[Problem to work on]
Write the next part of the blog post about the word "whore," picking up right after its final sentence.

[Supplied passage]
----
The fact is I should be writing my novel but the characters are not my favourite people right now. It’s not their fault they just reminded me, via somebody else in ‘RL’, no, scrap that, not real life, the internets of course, how actually these clever inventions I have made are really just thinly veiled versions of me. And other people in my life. Including Mr Foucault. Who sometimes is himself and sometimes isn’t. And I like fiction to be an escape from, and a window on reality as much as the next whore, but sometimes the window is too narrow and I can’t escape out of it. So I am locking the doors and closing the curtains and staying inside. But I promised I’d write so I write.
Whore. That’s the word I was thinking of. I often think of the word whore it is one of my favourite words. I like the way it conjurs up so many different images all at once. But they all come down to the same thing in the end, a woman with her legs open, waiting to be fucked. That’s what you see too isn’t it? I thought so.
The first time I got called ‘whore’ I was shocked. I think I may have blushed. I know it made my cunt throb a little. It’s ok, Mr Foucault isn’t here now I can’t imagine him saying the word ‘cunt’ can you? But the novelty wore off after a while. words are like that aren’t they? You can use them so many times and then they lose their power. I have found that with words like ‘love’ and ‘sir’ and ‘discourse’ and ‘gender’.
Where was I? Excuse me I am a bit tired. Oh yes, whore.
That whole Stephen Fry thing with the feminists. I got straight away how it was all about who was allowed to call men dirty dogs and who was allowed to say women are pure and honourable ladies and when gay men are acceptable and when they are dangerous perverts. And why women’s whole lives are led under the fear of being ravaged and raped and murdered by men. Yes, Germaine Greer crystallised that message with her idea that women would be in mortal danger if they went cottaging. In mortal danger of being ignored most likely.
Anyway the thing I missed out was how what the feminists were also insinuating was that nice ladies who are pretty enough and bright enough to have sex between ‘classy sheets’ and who don’t need to go out and fuck strangers in toilets, they are different and nicer than those other women. The whores. Whores do need to go out at night and fuck strange men and risk their lives in unlit streets with no husband to call to check they are ok. They need to not because they have an insatiable desire, but because they need the money. And luckily, those dirty dogs, men, are willing to pay. As Stephen made quite clear.
----
[Excerpted data]
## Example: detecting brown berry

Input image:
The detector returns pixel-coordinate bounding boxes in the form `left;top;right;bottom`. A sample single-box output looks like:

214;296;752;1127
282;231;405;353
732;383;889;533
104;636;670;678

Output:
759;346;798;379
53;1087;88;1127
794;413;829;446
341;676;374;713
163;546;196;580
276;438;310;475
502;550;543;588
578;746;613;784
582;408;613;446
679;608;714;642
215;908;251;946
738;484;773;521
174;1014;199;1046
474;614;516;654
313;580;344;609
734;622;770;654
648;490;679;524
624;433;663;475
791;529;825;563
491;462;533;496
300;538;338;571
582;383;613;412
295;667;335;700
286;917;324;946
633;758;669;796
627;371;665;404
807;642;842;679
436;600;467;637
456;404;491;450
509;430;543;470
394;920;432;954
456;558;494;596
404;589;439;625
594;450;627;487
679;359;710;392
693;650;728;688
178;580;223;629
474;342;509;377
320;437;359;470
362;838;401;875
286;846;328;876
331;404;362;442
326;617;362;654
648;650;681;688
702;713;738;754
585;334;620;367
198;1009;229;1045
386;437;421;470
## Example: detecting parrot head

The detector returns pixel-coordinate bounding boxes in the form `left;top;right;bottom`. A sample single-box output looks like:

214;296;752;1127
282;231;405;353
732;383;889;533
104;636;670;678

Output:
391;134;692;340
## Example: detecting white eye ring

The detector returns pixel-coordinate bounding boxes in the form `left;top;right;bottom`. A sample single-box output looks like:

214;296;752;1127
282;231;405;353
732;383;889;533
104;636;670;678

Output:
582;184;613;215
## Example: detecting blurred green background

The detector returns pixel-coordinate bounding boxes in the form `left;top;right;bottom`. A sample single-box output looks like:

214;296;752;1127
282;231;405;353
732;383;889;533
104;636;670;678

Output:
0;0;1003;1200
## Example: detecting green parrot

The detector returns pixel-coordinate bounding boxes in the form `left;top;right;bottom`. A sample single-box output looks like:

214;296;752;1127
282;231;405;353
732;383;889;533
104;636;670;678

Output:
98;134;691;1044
----
[Written response]
In a way, I think Stephen and the feminists were both suggesting that whoring around, whether for cash or out of uncontrollable libido, isn’t such a great thing. But Stephen included himself in the whoring, however limp and lame his attempts at whoring may have been. The feminists distanced themselves from the whores, both gay and ‘female’. Because nice girls don’t.
That’s what I was thinking about when I was distracting myself from being pissed off that writing a novel is not an escape from reality at all. And neither is sex. And that bastard Foucault knew both of those facts, so I am not sure why I need to repeat them, especially not in a fictional, fucking format.
But thinking about whores always cheers me up. They remind me about being human. And about the whore inside me, that’s never been paid, not in cash, though I have drunk a lot of free wine and eaten a lot of free dinners, and sucked quite a few cocks that I wasn’t in a massive hurry to suck. Does that count? Do I count?
I hope Dan reads this. I love the way Dan starts writing about one thing and then the next minute he has darted down a dark passageway and I am running to keep up with him. And then he mentions someone he was talking to, in real life, and then it all gets a bit messy and I don’t know what is going to happen next.
I am not a very good whore. And sometimes I am a bit of a crap writer. But the fact I am proud to be both keeps me going.
P.s. Sebastian Horsley wasn’t called ‘Whoresly’ for nothing. He was a proud whore and a lover of whores, and if Stephen Fry loved Sebastian that’s ok by me.
Result: Feminists:0 Whores: 3
I still have a novel to write.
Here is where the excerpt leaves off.